## Problem description
In the speech to the Milanese below, who is named as the most Christian king's grandmother?

## Selected extract

<<<<

'To make your ingratitude more public, you have allowed that the most Christian king is your true and legitimate lord, to whom you owe love and obedience, according to the laws of God and man; for the wise regulation of the Spartans says, 'Populum in obsequia principum, principes ad justitiam imperatorum infirmabit.' In addition to the most Christian king being your natural and lawful lord, he has conferred upon you numberless benefits: he came in person to deliver you from slavery,—not out of a disorderly ambition to gain kingdoms, but from the pity he felt for you as subjects of duke John Galeazzo, your first duke, whose most excellent daughter, the princess Valentina, was his grandmother. He recalled Justice to your country, which had been banished thence. He secured to you your lives and properties, which before no one could call his own. He allowed you the liberty to marry your children as you should please, which before this could not be done; for a father could not marry a daughter, nor a mother a sister, but according to the will and appetite of the lord. Offices which were temporary he made perpetual. He abolished all pillories, concussions, and exactions.

'Besides these and numberless other benefits that he showered upon you, you were bounden by your oaths of allegiance to be faithful unto him: nevertheless, many of you, even when taking these oaths, were plotting to deceive him. All of you, ye Milanese! forgetful of the salvation of your souls and honour, and regardless of the danger into which you threw your wives, your children, and your town, have conspired against your true lord in favour of a tyrant, quitting the first of kings in Christendom for a mean fellow of low birth,—a most potent prince for one as poor in courage as in wealth and friends. Had I the powers of language to display the extent of such a crime, I should be incapable to do it under two days; but your own consciences will make you more sensible of it than I can,—and you may apply to yourselves what is written, 'Populus dure cervicis,' when you committed that base act of recalling your Ludovico in opposition to your true lord.

'What was the consequence? Did he not instantly seize all the effects of private persons, and not only their wealth but even the crosses, chalices, and jewels from the churches? What was said of Cambyses, king of Persia, may be said of him, 'Difficile enim erat ut parceret suis, qui contempta religione grassatus etiam in Deos fuerat.' Although from so great a crime many may attempt to exculpate themselves, yet I do not see how they can well do so, for it would have been easy at first to have resisted such treason: nor can one in Milan excuse himself for the joyous reception given to Ludovico, as if he had been a god descended from heaven on earth. The people of Milan assisted the lord Ludovico with money and men. Feasts and entertainments were every where displayed to welcome his arrival, and for his short-lived victories when he gained Novara.

>>>>

## Listed entries
<<<<

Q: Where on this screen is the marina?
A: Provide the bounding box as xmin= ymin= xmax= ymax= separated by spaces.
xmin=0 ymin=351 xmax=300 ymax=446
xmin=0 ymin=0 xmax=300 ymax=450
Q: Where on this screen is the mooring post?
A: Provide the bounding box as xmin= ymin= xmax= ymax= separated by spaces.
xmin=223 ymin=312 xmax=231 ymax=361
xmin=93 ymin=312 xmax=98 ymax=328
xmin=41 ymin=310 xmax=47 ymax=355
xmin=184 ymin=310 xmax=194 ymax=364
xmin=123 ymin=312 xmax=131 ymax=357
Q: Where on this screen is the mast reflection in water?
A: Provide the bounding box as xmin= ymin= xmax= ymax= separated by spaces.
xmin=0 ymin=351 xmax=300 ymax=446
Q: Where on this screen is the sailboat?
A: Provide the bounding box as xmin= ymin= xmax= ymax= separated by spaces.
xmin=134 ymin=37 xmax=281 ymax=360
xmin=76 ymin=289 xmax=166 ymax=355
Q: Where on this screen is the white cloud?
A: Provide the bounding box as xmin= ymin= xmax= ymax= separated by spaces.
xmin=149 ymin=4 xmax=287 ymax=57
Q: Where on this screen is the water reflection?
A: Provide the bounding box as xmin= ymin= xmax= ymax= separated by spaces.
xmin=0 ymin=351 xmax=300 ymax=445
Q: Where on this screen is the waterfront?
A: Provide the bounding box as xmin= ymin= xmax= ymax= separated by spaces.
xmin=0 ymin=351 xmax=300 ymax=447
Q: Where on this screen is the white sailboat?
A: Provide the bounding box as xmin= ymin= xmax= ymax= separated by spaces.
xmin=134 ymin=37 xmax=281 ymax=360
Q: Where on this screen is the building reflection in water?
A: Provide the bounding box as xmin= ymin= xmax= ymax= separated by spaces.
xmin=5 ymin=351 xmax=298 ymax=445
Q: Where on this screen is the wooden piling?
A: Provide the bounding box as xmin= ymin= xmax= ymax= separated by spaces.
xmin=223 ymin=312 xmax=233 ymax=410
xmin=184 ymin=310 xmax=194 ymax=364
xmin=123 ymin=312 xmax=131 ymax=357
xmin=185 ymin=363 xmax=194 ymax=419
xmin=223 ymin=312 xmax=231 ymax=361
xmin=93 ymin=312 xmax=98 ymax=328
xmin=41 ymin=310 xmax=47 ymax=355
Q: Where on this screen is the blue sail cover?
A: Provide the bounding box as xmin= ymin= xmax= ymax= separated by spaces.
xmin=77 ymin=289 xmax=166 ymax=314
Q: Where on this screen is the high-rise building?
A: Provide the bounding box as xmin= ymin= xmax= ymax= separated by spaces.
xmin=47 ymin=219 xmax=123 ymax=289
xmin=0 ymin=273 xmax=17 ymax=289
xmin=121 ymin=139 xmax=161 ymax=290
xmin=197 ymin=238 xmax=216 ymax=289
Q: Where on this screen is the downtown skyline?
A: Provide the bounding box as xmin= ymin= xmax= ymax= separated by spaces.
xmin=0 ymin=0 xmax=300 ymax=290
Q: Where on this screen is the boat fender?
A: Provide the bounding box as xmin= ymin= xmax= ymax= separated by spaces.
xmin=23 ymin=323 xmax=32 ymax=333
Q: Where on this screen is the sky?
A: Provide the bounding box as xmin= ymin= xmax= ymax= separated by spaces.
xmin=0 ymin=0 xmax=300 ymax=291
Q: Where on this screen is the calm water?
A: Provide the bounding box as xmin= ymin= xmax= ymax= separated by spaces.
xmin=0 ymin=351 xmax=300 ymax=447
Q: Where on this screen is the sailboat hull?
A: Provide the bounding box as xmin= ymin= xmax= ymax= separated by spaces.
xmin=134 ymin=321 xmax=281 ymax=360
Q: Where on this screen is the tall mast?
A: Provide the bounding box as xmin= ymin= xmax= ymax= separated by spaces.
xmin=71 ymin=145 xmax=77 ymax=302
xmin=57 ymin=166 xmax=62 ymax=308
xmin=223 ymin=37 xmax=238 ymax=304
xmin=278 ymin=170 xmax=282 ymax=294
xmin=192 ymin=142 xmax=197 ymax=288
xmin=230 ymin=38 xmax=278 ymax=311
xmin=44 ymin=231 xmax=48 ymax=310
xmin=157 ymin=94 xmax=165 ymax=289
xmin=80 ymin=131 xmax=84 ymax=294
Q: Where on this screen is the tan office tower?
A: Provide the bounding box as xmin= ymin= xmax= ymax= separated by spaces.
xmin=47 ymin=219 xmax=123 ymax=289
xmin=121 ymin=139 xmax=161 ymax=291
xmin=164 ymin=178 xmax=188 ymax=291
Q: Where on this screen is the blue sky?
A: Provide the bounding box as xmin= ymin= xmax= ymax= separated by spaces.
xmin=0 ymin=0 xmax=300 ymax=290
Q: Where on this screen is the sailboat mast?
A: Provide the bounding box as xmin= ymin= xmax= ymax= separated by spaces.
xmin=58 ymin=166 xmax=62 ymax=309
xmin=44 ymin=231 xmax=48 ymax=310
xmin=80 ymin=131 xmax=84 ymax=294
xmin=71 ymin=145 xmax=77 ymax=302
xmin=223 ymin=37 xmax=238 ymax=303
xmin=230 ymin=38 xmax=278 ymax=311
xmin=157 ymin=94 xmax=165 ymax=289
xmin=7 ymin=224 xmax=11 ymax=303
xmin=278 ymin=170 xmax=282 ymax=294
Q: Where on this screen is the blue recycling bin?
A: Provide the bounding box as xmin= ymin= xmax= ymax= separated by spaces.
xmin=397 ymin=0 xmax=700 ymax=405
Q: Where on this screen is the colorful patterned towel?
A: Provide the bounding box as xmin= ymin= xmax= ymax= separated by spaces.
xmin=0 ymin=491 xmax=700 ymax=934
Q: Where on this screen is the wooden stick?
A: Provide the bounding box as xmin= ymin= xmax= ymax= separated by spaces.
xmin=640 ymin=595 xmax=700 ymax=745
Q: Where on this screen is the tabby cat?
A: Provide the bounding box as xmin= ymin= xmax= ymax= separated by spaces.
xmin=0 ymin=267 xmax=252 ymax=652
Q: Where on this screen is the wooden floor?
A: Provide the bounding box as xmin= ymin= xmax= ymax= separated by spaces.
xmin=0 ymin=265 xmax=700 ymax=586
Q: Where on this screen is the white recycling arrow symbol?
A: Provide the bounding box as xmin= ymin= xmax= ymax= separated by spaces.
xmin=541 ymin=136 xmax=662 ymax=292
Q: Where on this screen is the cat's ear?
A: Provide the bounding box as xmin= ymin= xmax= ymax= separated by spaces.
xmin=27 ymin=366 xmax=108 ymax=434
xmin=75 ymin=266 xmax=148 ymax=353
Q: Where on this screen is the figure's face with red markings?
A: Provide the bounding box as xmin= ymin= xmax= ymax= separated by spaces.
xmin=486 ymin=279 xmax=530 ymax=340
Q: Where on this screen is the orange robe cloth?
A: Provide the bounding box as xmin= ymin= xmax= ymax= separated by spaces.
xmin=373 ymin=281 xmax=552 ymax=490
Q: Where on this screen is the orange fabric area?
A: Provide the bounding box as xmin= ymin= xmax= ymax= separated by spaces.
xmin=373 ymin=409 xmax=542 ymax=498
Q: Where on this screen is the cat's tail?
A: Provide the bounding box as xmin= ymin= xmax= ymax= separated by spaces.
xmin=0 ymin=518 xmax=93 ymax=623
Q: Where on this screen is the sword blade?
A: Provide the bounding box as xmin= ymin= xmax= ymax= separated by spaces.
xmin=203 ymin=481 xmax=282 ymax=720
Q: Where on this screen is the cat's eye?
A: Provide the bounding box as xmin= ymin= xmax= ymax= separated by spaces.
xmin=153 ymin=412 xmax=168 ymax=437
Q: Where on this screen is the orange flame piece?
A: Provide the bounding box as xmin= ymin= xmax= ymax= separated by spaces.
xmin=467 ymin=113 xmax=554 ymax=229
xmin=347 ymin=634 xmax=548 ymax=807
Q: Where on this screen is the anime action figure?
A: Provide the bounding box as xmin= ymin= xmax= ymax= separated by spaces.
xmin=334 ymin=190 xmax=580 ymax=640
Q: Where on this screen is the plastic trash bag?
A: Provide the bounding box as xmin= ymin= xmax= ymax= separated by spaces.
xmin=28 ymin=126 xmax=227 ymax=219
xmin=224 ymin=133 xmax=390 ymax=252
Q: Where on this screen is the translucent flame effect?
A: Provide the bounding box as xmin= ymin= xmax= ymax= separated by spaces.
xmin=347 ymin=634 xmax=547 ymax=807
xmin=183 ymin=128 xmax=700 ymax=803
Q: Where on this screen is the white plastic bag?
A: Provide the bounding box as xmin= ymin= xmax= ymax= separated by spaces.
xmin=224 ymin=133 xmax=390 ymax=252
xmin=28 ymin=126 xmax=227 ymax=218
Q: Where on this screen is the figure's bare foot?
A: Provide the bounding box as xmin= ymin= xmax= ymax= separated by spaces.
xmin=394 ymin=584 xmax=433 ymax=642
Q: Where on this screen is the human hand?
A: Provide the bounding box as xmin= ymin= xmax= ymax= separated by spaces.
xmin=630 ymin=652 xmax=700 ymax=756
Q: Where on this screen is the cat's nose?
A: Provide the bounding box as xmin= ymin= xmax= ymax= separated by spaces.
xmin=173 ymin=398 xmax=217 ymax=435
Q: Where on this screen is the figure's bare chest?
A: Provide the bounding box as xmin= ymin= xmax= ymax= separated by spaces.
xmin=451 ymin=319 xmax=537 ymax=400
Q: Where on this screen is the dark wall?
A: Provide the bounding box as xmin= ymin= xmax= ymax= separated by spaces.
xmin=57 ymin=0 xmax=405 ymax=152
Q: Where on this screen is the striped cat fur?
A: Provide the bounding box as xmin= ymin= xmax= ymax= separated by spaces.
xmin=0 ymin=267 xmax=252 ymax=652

>>>>

## Task solution
The princess Valentina, daughter of duke John Galeazzo.